Exercise: Repeat, word for word, the stretch of the Starfleet starship passage from "The old USS" through "type was refitted.".

Quoted text:
——

In the 2240's Starfleet starts building a new type of starship, this class is the first of three batches, the first stating in 2243 (2 years before E-nil is commissioned) 2250's for the Bonhonmme class and 2260's for the Achenar class. The basis behind this is to when the last of the first batch is commissioned by this time technology will have been advanced far to put this first batch behind, so a second is built while these ships are in service so when the second batch is done, the first batch is brought in and the second batch fill in. The third finishes while the second batch is sent in for a refit while the first and third batch fill in then the first goes in and the seond fills in.
The old USS Eagle NCC-956 and USS Constellation NCC-1017 are old ships with a service life almost coming to an end along with their classmates. Starfleet use these ships to refit them up to the Constitution specs (hey Star Trek 1 did it) This is only a test to see how much better they are compared to a scratch built Connie. Tests show that the ships are 80% as strong but Starfleet decides against it. In 2250's the issue is brought up again and the USS Republic NCC-1371 is brough in for refit, not much of an improvement. However in the 2260's Starfleet brings in the previous class prior to the Connie class for a refit to Achernar class. Since the similarity between the two classes the 1600's type was easily refitted to the Connie config. About 10 to 12 ships of the 1600's type was refitted.

——

Records:

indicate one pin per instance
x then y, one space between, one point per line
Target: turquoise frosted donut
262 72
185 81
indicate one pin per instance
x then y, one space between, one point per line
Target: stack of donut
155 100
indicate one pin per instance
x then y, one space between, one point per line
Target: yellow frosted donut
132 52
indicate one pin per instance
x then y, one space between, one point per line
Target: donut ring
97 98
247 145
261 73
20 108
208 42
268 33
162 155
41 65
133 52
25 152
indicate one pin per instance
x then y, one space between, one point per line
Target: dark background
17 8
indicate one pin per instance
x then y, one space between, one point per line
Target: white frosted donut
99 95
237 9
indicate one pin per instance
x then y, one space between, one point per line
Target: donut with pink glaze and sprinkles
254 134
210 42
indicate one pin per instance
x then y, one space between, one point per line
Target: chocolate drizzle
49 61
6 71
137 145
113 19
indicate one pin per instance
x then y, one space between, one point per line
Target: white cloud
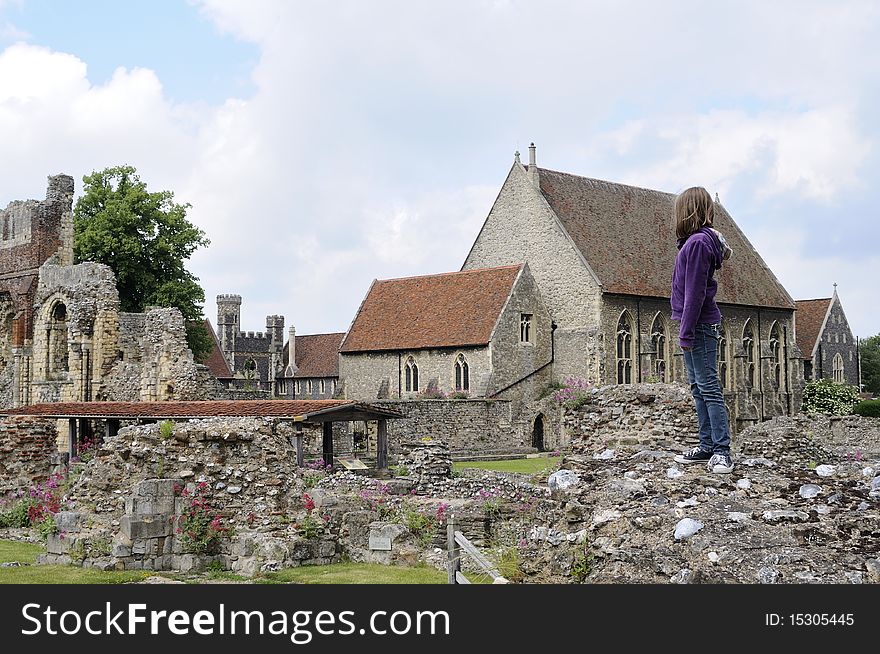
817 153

——

Solved problem:
The old USS Eagle NCC-956 and USS Constellation NCC-1017 are old ships with a service life almost coming to an end along with their classmates. Starfleet use these ships to refit them up to the Constitution specs (hey Star Trek 1 did it) This is only a test to see how much better they are compared to a scratch built Connie. Tests show that the ships are 80% as strong but Starfleet decides against it. In 2250's the issue is brought up again and the USS Republic NCC-1371 is brough in for refit, not much of an improvement. However in the 2260's Starfleet brings in the previous class prior to the Connie class for a refit to Achernar class. Since the similarity between the two classes the 1600's type was easily refitted to the Connie config. About 10 to 12 ships of the 1600's type was refitted.